## BEGIN Document
Numlock News: April 5, 2022 • Swedish Steel, Russian Ships, Netflix Anime
By Walt Hickey
Loans
In March of 2020, the federal government suspended payments on federal loans, a policy that is due to end soon. The effect that the pause had on borrowers as a whole was remarkable: The average credit score among the affected borrowers rose from 640 to 668 over the period, about half of borrowers managed to reduce their credit card reliance by an average of 23 percent, and the forbearance saved the 43 million Americans who owe a student loan approximately $37.8 billion in interest payments as of the end of last year. It gave borrowers — who collectively owe $1.6 trillion — a pause to address other obligations, as 85 percent of people with federal student loan debt also have other debt too.
Eggs
A new study published in the Journal of Animal Ecology studied the collection of 50,000 to 60,000 bird eggs held by Chicago’s Field Museum that were obtained and preserved from the 1870s to the 1920s, when collecting eggs from birds was inexplicably fashionable among hobbyists. Those eggs are inventories with some excellent record-keeping, though, and the researchers were able to see that some species of bird are nesting as much as 25 days earlier than they were in the early 1900s, which the authors say is consistent with one of the pervasive ecological changes associated with the warming climate.
## END Document
## BEGIN Data records
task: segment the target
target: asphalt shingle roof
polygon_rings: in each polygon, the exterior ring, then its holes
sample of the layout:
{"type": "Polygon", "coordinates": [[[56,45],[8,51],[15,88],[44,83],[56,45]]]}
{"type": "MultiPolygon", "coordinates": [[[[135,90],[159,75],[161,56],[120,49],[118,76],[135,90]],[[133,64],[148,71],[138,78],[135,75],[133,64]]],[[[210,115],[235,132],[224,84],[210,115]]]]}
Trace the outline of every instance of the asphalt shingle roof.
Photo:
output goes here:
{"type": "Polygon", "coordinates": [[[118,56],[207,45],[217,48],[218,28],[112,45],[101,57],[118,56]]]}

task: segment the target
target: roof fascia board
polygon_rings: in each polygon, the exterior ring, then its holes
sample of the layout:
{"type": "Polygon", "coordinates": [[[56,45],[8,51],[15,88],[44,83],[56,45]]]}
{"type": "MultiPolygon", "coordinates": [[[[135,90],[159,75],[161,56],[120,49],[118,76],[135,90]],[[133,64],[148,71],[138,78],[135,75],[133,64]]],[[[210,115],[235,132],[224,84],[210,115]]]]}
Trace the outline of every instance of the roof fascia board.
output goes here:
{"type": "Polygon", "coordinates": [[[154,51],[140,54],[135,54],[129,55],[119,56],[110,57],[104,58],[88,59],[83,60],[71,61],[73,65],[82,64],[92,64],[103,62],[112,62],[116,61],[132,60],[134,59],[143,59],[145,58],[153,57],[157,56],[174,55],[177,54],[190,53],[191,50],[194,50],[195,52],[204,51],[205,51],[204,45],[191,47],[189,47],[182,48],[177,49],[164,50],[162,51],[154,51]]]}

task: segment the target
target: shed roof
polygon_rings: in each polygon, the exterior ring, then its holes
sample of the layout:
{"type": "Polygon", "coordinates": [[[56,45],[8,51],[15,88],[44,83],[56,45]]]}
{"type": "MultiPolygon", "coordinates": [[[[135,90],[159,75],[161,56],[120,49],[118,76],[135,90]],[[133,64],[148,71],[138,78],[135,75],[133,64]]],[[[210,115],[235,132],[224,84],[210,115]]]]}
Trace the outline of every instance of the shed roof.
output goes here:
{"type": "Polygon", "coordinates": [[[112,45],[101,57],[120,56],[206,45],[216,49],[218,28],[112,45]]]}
## END Data records
Tasks
- a) Translate this sentence from the newsletter into Spanish: "In March of 2020, the federal government suspended payments on federal loans, a policy that is due to end soon."
- b) Reproduce the newsletter from "Numlock News: April" to "other debt too.", substituting "debtors" for "borrowers".

Results of the exercise
- a) En marzo de 2020, el gobierno federal suspendió los pagos de los préstamos federales, una política que está previsto que termine pronto.

- b)
Numlock News: April 5, 2022 • Swedish Steel, Russian Ships, Netflix Anime
By Walt Hickey
Loans
In March of 2020, the federal government suspended payments on federal loans, a policy that is due to end soon. The effect that the pause had on debtors as a whole was remarkable: The average credit score among the affected debtors rose from 640 to 668 over the period, about half of debtors managed to reduce their credit card reliance by an average of 23 percent, and the forbearance saved the 43 million Americans who owe a student loan approximately $37.8 billion in interest payments as of the end of last year. It gave debtors — who collectively owe $1.6 trillion — a pause to address other obligations, as 85 percent of people with federal student loan debt also have other debt too.